Task statement
Could you extract every entry below and reproduce it exactly?

Saved entries
####
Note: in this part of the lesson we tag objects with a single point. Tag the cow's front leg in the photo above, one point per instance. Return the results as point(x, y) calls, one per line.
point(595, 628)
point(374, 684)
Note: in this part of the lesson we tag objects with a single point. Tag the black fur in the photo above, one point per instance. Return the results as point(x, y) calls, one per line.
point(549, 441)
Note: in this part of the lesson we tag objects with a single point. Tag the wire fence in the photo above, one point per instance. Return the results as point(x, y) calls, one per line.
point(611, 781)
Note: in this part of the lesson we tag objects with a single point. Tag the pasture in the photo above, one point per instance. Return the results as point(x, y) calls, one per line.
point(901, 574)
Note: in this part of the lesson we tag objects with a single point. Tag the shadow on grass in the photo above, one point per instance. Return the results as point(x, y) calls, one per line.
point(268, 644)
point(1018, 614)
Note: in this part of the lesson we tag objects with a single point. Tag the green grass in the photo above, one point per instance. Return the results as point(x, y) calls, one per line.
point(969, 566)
####
Reply to the task
Note: in this part of the lesson we tag objects with a single point. Tag the cow's front leg in the photo above, one point per instance. Return the results as point(x, y) calls, one per line.
point(595, 628)
point(374, 684)
Note: in this part of the lesson we tag objects with a single point. Tag the black fur in the photo above, one point per instance. Return the results as point(x, y) calls, one per line.
point(549, 441)
Note: in this part of the lesson we tag objects with a single point. Tag the wire fence in the photo above, one point per instance. Return the results as point(x, y) calls, one per line.
point(611, 781)
Note: in this part of the lesson we tag objects with a single point. Tag the pasture in the photo above, one point per instance. Return the results as point(x, y) calls, one per line.
point(901, 574)
Note: in this part of the lesson we tag objects with a single point. Tag the shadow on grass in the photo above, one point per instance. Return the results as point(x, y) calls, one per line.
point(268, 644)
point(1018, 614)
Note: in this part of the lesson we tag objects with a single point. Tag the green grass in the photo above, one point per instance. Return the results as point(x, y) calls, one per line.
point(969, 566)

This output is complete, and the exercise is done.